──────── GIVEN DATA

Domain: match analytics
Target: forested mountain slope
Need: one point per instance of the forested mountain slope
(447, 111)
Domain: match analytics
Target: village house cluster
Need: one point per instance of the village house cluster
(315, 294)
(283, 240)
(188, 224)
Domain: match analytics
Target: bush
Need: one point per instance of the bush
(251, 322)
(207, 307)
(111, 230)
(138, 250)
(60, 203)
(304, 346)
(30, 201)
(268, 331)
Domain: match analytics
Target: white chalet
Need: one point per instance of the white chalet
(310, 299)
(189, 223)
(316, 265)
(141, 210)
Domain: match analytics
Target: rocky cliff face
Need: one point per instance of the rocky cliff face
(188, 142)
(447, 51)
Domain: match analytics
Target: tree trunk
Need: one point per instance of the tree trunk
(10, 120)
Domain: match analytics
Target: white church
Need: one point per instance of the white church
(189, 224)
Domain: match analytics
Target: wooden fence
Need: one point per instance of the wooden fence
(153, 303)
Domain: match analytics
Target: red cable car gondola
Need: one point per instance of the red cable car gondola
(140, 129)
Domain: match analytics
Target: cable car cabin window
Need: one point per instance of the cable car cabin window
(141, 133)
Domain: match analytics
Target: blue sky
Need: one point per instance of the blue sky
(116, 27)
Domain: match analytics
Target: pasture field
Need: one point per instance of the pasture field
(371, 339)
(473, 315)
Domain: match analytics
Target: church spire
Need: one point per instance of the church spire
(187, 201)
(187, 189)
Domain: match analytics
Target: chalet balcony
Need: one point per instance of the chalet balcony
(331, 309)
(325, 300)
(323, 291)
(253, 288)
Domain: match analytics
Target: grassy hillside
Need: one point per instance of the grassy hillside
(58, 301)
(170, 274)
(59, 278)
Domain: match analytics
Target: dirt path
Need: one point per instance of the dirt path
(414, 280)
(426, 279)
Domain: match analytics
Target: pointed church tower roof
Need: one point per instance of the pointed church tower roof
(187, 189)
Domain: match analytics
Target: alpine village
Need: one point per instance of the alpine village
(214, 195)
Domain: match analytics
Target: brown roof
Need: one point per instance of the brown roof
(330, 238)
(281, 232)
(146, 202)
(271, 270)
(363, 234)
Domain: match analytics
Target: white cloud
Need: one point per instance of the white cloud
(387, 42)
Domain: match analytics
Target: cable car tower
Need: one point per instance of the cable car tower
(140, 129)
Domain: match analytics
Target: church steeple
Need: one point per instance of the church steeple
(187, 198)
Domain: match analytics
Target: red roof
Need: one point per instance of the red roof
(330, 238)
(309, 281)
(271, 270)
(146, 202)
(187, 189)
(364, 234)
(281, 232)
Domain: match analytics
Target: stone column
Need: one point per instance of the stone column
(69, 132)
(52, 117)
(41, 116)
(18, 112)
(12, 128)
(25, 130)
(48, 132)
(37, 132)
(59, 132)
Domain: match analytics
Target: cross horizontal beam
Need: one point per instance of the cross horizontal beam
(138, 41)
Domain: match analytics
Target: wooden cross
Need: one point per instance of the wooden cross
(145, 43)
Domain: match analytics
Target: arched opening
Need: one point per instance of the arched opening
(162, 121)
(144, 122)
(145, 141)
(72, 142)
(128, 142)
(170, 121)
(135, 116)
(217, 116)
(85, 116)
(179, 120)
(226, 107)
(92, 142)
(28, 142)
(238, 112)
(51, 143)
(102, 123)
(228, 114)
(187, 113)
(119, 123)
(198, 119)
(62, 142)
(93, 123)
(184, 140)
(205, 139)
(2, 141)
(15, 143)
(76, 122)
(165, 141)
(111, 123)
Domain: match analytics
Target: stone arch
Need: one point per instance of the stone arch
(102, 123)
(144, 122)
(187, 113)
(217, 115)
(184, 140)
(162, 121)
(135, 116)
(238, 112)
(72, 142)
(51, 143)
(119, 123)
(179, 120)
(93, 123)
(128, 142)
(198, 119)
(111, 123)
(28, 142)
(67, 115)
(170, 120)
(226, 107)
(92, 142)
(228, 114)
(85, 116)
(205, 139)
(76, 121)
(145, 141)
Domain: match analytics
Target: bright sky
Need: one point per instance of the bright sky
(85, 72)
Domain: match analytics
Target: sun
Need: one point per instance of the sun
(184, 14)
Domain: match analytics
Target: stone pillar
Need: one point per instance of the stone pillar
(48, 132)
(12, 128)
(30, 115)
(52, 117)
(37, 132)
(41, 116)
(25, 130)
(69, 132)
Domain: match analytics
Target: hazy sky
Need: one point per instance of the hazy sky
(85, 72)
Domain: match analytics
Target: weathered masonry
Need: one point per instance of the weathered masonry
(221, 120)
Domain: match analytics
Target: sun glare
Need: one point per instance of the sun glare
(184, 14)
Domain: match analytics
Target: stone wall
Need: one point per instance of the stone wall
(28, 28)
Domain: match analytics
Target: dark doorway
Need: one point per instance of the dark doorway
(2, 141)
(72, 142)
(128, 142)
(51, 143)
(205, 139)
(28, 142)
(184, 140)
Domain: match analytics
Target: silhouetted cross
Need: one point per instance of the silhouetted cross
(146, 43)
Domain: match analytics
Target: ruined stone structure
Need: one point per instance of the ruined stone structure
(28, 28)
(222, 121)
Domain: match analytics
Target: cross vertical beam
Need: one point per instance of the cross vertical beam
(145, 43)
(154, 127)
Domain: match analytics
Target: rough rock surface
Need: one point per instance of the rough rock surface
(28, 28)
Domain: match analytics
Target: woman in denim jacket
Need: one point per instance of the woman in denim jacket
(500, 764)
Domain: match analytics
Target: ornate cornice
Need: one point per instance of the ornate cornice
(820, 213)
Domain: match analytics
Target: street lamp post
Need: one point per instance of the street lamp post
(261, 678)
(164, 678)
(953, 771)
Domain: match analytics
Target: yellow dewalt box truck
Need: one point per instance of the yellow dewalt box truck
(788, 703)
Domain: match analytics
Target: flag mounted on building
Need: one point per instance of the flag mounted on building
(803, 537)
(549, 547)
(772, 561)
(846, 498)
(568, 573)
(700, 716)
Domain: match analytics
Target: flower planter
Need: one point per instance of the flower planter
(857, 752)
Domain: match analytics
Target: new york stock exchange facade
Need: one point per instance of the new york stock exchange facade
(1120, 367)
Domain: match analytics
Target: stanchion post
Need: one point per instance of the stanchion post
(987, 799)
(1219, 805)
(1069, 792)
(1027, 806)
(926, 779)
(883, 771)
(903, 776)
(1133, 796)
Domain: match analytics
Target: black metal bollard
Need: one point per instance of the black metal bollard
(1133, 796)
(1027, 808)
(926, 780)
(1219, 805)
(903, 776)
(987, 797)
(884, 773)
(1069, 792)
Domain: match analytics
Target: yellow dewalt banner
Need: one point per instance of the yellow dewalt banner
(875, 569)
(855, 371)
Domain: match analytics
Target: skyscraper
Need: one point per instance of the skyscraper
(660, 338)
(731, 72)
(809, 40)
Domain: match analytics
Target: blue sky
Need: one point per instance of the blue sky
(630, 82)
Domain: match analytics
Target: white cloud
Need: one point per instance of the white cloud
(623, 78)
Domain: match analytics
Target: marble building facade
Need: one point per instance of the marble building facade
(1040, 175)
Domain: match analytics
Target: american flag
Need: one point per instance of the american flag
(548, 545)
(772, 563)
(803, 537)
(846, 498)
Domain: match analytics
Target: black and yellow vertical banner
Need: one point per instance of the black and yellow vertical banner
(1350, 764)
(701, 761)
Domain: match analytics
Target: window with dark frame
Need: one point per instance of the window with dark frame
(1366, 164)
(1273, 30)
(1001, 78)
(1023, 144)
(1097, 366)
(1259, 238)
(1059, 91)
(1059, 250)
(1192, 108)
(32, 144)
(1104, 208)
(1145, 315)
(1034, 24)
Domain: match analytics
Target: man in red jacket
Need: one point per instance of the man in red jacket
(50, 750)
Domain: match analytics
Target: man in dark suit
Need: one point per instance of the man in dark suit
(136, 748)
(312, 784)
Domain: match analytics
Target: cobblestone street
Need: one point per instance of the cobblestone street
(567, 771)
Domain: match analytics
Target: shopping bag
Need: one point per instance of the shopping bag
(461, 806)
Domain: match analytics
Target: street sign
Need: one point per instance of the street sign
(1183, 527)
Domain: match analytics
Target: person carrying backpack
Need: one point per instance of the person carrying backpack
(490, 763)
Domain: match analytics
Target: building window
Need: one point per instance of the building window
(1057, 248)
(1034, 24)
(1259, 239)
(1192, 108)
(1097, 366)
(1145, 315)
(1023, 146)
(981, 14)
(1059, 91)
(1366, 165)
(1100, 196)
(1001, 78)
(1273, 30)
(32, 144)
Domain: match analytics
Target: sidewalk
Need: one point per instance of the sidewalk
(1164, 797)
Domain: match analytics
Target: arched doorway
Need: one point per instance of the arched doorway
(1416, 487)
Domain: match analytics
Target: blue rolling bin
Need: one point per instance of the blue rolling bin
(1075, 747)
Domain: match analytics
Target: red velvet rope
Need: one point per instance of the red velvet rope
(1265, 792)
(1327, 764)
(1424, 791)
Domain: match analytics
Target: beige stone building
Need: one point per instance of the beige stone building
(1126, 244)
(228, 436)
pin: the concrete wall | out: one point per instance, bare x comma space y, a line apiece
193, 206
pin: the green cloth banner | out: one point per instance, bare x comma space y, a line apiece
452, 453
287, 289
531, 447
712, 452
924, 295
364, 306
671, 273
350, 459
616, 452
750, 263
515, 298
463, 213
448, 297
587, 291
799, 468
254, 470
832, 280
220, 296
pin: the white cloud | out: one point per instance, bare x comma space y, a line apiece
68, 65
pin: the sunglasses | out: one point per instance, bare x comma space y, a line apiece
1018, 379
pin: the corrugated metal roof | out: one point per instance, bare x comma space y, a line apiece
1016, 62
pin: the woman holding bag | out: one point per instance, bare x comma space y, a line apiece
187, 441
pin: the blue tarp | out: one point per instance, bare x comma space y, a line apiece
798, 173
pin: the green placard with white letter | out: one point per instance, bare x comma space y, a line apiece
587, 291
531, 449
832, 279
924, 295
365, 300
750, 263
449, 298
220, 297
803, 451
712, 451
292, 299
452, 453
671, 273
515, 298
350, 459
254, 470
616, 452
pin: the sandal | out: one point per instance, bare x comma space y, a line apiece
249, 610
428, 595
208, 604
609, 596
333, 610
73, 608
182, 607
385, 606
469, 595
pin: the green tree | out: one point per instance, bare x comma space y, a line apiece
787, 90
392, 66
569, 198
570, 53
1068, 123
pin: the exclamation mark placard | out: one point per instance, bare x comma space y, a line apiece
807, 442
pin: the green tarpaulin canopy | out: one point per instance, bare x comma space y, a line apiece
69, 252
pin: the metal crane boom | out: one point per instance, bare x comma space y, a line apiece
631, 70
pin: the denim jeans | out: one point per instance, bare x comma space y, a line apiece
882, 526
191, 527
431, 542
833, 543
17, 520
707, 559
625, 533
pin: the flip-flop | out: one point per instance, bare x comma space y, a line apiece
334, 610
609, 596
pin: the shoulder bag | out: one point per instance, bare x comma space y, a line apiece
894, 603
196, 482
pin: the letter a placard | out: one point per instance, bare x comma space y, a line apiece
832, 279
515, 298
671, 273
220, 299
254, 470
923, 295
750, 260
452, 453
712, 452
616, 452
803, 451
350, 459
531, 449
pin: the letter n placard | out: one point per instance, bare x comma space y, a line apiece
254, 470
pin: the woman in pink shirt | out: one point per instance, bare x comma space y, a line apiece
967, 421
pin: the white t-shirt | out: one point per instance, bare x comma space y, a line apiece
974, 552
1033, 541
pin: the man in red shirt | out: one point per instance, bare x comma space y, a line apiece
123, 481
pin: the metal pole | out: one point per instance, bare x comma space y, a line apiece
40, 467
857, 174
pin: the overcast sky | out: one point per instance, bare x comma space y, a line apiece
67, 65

────────────────

## WORK TASK
In the records above, find the line with "Target: street sign"; write out exactly that line and each one after it, stopping after the line with "Target: sidewalk".

## ANSWER BOX
Target: street sign
Need: one point per instance of the street sign
(1183, 527)
Domain: match analytics
Target: person carrying backpack
Need: one point per instance of the person carrying backpack
(490, 763)
Domain: match analytics
Target: building window
Need: one point per instance of the building window
(1057, 248)
(1034, 24)
(1259, 239)
(1192, 108)
(1097, 366)
(1145, 315)
(1023, 146)
(981, 14)
(1059, 91)
(1366, 165)
(1100, 196)
(1001, 78)
(1273, 30)
(32, 144)
Domain: match analytics
Target: sidewalk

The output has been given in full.